*GOAL A*:
From the interview excerpt, retype the part that opens with the words containing "TAI: Perhaps you’ve" and closes with "book so far?".
*GOAL B*:
Summarize the interview excerpt in three sentences.

*EXCERPT*:
Coming Apart: The State of White America, 1960–2010
by Charles Murray
Crown Forum, 2012, 416 pp., $27

TAI Editor Adam Garfinkle: Thanks for sitting down with me, Dr. Murray. Let me say to start that while there are aspects of Coming Apart to which I take exception, I appreciate the main point—that class is not synonymous with race, and that culture more than class is what is increasingly dividing American society. Let me also say that I appreciate your honesty as a researcher, exemplified by the fact that you draw from diverse sources, whereas many of the people who criticize you don’t. In the section on social capital, for instance, you quote from Robert Putnam, Francis Fukuyama and Theda Scopkol, and you note favorably Richard Florida and Robert Reich, none of whom are libertarians.

Charles Murray: Thanks. You know, the epigraph to Part III is the Keynes quote, “When the facts change, I change my mind.” I then point out that, actually, we often don’t change our minds when we learn new facts, because we’re operating from first principles. But that doesn’t mean we have to close ourselves off to the wisdom of those with other points of view.

TAI: Perhaps you’ve paid a price for sticking to first principles. After all, you’re no stranger to controversy. What has surprised you most, and least, about the reaction to your book so far?

*SOURCE DATA*:
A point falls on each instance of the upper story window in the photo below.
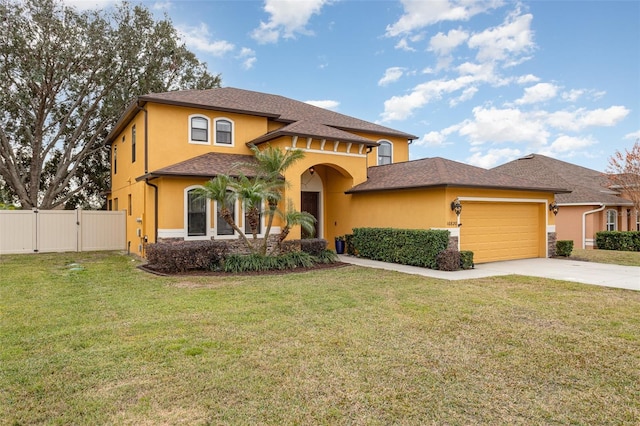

*TASK SOLUTION A*:
TAI: Perhaps you’ve paid a price for sticking to first principles. After all, you’re no stranger to controversy. What has surprised you most, and least, about the reaction to your book so far?

*TASK SOLUTION B*:
In an interview about Charles Murray's book Coming Apart, editor Adam Garfinkle says he values its main point that class is not synonymous with race and that culture more than class increasingly divides American society, and he praises Murray for drawing on diverse sources. Murray replies that people often don't change their minds when they learn new facts because they operate from first principles, but that this need not close them off to the wisdom of other points of view. Garfinkle then notes that Murray is no stranger to controversy and asks what has surprised him most and least about the reaction to the book.